- **Stated problem**
Print every line of the data below unchanged, from the first line to the last.

- **Provided records**
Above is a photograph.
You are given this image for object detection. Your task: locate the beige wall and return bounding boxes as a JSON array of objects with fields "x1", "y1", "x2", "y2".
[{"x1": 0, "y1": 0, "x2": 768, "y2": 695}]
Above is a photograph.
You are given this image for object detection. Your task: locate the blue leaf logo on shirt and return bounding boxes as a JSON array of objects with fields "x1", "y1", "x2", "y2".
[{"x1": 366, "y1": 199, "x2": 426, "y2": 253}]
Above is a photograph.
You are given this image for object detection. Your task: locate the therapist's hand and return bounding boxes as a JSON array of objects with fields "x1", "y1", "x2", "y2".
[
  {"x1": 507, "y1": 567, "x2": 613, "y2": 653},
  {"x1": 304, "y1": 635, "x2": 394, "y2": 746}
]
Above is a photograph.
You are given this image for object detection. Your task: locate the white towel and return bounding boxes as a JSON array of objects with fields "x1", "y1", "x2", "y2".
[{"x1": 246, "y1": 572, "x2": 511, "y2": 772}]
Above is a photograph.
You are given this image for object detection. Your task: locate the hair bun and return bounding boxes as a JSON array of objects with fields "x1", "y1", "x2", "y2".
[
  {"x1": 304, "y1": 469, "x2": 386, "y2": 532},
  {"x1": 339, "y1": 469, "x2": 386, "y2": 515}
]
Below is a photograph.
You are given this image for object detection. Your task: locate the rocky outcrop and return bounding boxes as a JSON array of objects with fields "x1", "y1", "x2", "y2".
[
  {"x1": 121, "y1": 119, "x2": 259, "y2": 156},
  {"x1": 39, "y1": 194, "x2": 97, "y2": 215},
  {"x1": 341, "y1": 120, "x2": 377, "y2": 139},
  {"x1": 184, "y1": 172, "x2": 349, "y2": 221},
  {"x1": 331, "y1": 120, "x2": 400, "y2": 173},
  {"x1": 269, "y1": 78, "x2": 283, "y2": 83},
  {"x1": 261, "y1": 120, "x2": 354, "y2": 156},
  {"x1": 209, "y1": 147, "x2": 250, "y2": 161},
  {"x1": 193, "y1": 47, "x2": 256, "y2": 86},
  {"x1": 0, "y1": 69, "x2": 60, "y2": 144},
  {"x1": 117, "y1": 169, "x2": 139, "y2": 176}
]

- **Response**
Above is a photograph.
You are given this image for object detection. Your task: locate the beige wall and return bounding boxes as a JSON array of objects with fields "x1", "y1", "x2", "y2".
[{"x1": 0, "y1": 0, "x2": 768, "y2": 695}]
Above is a photograph.
You are given this image for object detection. Your task: locate the blue leaf logo on shirt and return bounding boxes as a JSON array of objects with fields "x1", "y1", "x2", "y2".
[{"x1": 366, "y1": 199, "x2": 426, "y2": 253}]
Above is a photograph.
You are given this image for object detection. Your task: locate the therapist's hand and return bounding boxes as a JSON array of objects with fields "x1", "y1", "x2", "y2".
[
  {"x1": 507, "y1": 567, "x2": 613, "y2": 653},
  {"x1": 304, "y1": 635, "x2": 394, "y2": 746}
]
Above is a photograph.
You are given this image for object detection. Your task: locate the white towel and return bounding boxes as a JSON array of objects with fields "x1", "y1", "x2", "y2".
[{"x1": 246, "y1": 572, "x2": 511, "y2": 772}]
Above is a photograph.
You are given this image for object detection. Your task: locate the hair bun and return bounding boxes as a JSON array of objects with fields "x1", "y1", "x2", "y2".
[
  {"x1": 304, "y1": 469, "x2": 386, "y2": 532},
  {"x1": 339, "y1": 469, "x2": 386, "y2": 515}
]
Below is a photograph.
You are given this image for object detection. Your task: locate the rocky outcrop and return bounding boxes as a JSON array of objects with fields "x1", "y1", "x2", "y2".
[
  {"x1": 121, "y1": 119, "x2": 259, "y2": 156},
  {"x1": 39, "y1": 194, "x2": 97, "y2": 215},
  {"x1": 341, "y1": 120, "x2": 377, "y2": 139},
  {"x1": 184, "y1": 172, "x2": 349, "y2": 221},
  {"x1": 331, "y1": 120, "x2": 400, "y2": 173},
  {"x1": 269, "y1": 78, "x2": 283, "y2": 83},
  {"x1": 261, "y1": 120, "x2": 354, "y2": 156},
  {"x1": 209, "y1": 147, "x2": 250, "y2": 161},
  {"x1": 193, "y1": 47, "x2": 256, "y2": 86},
  {"x1": 0, "y1": 69, "x2": 60, "y2": 144},
  {"x1": 117, "y1": 169, "x2": 139, "y2": 176}
]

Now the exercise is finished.